_To do_. Rewrite the material starting with the line that contains "Would you be able to point to the foliage" and going on through the line that contains "Would you be able to point to the cheek", with "instance" changed to "occurrence" and everything else left the same.

_Input_.
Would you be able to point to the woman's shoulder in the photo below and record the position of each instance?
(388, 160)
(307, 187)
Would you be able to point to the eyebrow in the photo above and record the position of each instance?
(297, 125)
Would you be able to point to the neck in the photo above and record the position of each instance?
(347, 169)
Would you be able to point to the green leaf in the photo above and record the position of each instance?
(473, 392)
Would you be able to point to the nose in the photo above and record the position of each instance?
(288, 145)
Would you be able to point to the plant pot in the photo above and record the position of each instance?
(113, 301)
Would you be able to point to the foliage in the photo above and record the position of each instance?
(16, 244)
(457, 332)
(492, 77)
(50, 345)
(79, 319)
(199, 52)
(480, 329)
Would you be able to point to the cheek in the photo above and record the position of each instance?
* * *
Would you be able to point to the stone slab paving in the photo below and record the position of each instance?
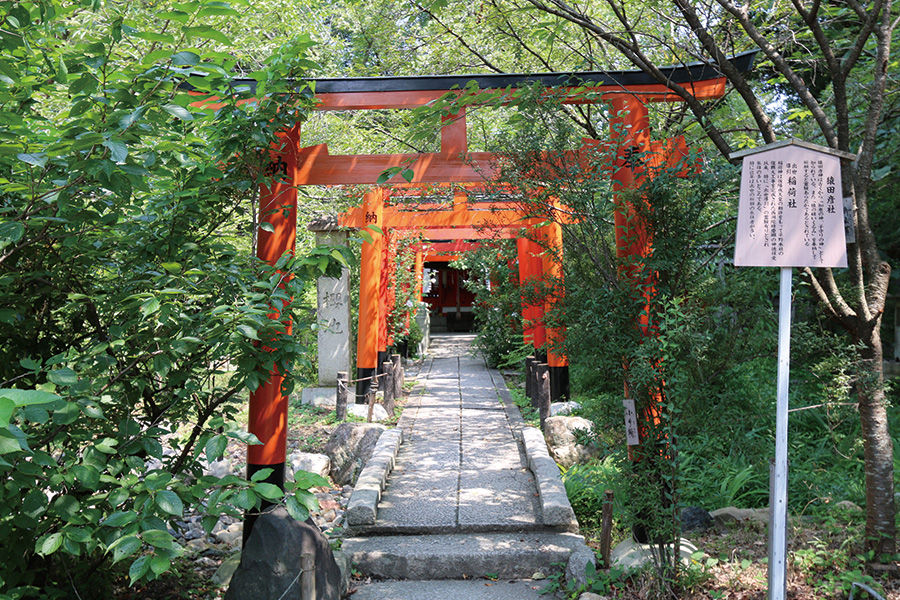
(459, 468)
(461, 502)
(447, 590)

_Solved problem_.
Would you be able to point to the foliage in the photo above and record the position of each occurrence?
(16, 244)
(457, 332)
(492, 77)
(50, 345)
(79, 319)
(199, 52)
(480, 329)
Would you be able to point to the cheek in the photo above and record the position of each occurrence?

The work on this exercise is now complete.